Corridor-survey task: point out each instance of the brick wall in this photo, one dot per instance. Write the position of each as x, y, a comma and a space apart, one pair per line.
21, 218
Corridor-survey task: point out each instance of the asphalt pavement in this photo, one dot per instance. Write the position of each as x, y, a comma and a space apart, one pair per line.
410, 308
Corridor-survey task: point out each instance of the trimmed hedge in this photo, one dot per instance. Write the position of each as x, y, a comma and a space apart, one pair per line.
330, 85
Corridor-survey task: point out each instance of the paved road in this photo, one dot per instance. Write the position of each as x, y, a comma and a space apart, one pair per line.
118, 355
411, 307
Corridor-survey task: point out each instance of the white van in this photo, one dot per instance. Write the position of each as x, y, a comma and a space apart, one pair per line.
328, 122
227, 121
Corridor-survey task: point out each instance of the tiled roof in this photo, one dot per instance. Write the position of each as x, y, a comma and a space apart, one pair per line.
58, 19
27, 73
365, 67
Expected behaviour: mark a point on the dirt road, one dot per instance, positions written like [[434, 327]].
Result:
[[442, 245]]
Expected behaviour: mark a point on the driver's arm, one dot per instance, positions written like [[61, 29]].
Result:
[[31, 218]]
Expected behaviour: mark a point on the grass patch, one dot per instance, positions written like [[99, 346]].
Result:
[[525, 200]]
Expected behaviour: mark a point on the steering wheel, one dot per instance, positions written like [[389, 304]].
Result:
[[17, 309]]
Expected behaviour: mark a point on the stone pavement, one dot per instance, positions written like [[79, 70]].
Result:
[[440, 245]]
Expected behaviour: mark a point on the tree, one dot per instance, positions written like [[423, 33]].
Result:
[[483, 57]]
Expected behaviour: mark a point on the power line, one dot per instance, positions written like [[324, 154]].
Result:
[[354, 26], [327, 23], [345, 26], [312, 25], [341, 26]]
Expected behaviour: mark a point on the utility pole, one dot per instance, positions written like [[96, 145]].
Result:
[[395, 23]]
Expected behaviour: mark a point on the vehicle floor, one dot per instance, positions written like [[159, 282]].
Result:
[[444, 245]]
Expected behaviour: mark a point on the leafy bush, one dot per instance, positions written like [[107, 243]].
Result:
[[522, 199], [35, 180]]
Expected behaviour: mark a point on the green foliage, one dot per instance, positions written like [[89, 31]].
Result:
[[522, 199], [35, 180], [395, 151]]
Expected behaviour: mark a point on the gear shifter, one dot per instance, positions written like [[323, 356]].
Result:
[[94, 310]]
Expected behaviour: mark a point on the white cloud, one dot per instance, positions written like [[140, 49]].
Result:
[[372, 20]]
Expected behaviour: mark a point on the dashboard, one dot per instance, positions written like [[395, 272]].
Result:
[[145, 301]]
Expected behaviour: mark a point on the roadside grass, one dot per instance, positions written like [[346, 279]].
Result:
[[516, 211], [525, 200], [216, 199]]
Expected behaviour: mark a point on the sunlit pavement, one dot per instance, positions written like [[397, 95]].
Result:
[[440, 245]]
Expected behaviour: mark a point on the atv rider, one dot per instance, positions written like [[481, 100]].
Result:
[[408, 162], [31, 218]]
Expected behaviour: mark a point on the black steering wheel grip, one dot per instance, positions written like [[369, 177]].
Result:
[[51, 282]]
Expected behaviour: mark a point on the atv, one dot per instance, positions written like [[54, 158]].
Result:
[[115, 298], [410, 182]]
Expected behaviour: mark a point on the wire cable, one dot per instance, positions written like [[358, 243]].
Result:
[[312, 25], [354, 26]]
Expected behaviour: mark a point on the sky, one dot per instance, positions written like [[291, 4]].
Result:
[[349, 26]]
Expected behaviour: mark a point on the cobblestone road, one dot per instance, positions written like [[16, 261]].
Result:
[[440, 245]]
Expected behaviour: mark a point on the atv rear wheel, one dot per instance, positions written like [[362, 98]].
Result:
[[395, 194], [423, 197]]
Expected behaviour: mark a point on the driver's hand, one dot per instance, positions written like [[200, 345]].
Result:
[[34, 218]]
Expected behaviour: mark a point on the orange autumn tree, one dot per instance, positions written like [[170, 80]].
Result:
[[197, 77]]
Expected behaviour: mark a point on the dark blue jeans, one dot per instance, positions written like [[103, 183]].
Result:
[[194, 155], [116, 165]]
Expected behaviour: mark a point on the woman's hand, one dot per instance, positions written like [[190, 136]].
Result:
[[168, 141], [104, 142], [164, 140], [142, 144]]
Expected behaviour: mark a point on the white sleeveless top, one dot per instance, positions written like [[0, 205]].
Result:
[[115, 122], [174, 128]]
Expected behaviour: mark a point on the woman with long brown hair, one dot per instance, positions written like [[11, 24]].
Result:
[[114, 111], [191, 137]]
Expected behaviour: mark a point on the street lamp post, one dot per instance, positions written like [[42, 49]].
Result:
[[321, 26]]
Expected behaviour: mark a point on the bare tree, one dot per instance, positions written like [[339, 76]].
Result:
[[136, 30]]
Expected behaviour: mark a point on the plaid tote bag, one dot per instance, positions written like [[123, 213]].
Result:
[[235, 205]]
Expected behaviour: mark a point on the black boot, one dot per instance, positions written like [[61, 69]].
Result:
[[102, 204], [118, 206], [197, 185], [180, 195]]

Do this -
Update the entries from the line containing "Expected behaviour: mark a point on the stone" down to the line containing "[[145, 301]]", replacing "Result" with "Output" and leaving everything else unchanged. Give only those lines.

Answer -
Expected behaviour: mark a point on the stone pavement, one dot per instance, positions written like [[79, 70]].
Output:
[[440, 245]]
Expected behaviour: mark a point on the tree, one dot per instance, positions written like [[423, 33]].
Output:
[[483, 57]]
Expected behaviour: mark a point on the power line, one dot per instance, positions written like [[324, 154]].
Output:
[[354, 26], [327, 23], [345, 26], [312, 25], [341, 26]]
Expected behaviour: mark a point on the utility pole, one dot per instance, positions written like [[96, 145]].
Output:
[[395, 23]]
Expected behaviour: mark a point on the vehicle floor, one dot per instance, positions written like [[159, 282]].
Output:
[[444, 245]]
Expected behaviour: mark a point on the leafy bush, one dot per instance, positions written like [[107, 243]].
Output:
[[522, 199], [35, 180]]
Expected behaviour: mark a point on the green foliage, one dot per instance, positions written like [[89, 31]].
Output:
[[522, 199], [35, 180], [395, 151]]
Expected behaviour: mark a point on the gear shifter, one dot per instance, positions written like [[323, 356]].
Output:
[[94, 310]]
Expected behaviour: mark a point on the white cloud, one dot per instance, positions written like [[140, 49]].
Output:
[[372, 20]]
Expected behaviour: mark a point on the dashboard, one dot per instance, positions written like [[395, 272]].
Output:
[[145, 301]]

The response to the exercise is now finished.